I read forums for FOUR years before posting. I learned a lot before I ever posted. There's lists of sites, there's FAQ's, there's helpful people, etc. 

I think "decorum" here also should be on BOTH sides, not being peevish. 

That's why I have given this response. Otherwise, how do you continue to motivate the "helpful" people? By telling me that I am one of their "pet peeves" because I did not put in a link to George Schreyer, one of most known large scale people with a famous site, probably #1 read? 

Hmm... 

Greg


----------



## Pterosaur (May 6, 2008)

Quote: "That's why I have given this response. Otherwise, how do you continue to motivate the "helpful" people?" 

My opinion...To help is it's own motivation. 

Quote: "If you can type in this forum you can use Google" 

Good point, perhaps that's the best answer anyone could have given to the original question.


----------



## Chucks_Trains (Jan 2, 2008)

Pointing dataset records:
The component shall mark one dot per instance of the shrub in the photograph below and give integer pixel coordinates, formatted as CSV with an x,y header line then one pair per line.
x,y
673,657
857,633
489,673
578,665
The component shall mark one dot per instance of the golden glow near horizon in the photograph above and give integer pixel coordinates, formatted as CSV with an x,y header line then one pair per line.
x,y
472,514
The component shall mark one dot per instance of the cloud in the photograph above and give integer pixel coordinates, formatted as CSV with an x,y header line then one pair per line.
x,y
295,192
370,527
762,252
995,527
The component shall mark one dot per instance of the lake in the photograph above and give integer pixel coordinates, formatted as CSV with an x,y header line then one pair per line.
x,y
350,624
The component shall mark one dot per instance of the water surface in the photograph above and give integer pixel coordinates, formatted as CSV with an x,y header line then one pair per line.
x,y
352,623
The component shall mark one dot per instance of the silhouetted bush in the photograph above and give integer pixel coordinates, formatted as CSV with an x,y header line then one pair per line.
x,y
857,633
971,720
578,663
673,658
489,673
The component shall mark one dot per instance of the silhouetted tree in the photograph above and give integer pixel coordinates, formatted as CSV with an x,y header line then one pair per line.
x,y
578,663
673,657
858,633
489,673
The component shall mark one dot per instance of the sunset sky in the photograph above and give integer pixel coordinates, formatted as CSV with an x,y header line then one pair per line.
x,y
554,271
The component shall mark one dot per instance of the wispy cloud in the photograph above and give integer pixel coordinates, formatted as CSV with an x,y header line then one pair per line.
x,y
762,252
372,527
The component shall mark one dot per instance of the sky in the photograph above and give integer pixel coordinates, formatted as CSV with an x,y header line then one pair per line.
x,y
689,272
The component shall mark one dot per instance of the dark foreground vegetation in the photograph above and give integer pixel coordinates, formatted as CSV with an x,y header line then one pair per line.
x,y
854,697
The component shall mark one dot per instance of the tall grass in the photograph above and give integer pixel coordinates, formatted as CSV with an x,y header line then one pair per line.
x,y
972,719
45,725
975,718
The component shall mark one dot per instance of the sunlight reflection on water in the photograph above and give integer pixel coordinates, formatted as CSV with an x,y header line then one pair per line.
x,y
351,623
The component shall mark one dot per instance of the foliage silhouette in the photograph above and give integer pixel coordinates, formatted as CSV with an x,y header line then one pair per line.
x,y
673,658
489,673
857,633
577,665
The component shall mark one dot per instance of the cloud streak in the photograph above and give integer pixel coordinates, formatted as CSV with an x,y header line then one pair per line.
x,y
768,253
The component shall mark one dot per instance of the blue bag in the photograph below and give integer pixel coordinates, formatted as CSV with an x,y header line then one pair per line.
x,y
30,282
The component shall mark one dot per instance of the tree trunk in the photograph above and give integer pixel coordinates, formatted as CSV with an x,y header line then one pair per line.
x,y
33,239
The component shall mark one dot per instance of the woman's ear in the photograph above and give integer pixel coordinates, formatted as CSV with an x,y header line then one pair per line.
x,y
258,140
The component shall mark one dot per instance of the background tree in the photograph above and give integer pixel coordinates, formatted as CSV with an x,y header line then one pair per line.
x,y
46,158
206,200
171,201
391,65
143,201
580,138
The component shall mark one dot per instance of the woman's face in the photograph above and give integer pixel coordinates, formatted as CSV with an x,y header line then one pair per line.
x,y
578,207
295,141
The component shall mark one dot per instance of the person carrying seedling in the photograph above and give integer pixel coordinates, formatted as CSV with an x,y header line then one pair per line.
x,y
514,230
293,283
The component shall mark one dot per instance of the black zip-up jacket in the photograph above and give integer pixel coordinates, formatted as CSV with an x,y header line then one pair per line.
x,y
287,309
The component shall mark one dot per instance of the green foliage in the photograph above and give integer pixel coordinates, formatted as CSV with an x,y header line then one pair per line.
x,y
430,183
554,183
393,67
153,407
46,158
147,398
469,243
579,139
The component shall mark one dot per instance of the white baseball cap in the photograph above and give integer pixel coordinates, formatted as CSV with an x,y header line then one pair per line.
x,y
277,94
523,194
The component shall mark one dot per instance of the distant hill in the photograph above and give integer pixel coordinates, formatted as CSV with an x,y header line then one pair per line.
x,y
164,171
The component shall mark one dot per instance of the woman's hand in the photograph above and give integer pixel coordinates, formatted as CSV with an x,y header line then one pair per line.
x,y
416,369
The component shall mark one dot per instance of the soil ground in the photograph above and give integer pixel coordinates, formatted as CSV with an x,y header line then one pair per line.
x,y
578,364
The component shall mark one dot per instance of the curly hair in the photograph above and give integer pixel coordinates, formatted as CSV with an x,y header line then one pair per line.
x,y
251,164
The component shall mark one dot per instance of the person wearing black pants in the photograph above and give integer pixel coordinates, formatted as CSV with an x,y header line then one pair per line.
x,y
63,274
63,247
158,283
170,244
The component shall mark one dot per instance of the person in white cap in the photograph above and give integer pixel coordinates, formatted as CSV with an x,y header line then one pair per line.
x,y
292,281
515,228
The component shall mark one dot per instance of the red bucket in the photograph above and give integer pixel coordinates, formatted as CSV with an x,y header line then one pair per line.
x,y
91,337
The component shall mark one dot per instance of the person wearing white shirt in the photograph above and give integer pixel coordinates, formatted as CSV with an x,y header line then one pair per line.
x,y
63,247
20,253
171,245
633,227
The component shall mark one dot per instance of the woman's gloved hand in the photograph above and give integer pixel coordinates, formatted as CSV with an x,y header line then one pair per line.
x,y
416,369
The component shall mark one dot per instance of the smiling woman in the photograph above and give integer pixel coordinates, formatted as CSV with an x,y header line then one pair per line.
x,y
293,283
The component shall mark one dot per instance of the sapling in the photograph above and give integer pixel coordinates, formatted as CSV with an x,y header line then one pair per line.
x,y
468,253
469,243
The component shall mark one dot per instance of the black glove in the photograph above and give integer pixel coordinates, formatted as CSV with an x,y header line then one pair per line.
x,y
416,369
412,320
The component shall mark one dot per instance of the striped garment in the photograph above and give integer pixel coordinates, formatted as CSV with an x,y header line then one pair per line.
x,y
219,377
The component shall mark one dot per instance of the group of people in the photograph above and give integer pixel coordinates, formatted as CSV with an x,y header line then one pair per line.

- WRITTEN TASKS:
- 1) In the forum thread, whose site did the writer named Greg not link to?
- 2) Count the lines of the records that contain the word "black", and reply with only the number.

- WORKED ANSWERS:
- 1) George Schreyer

- 2) 3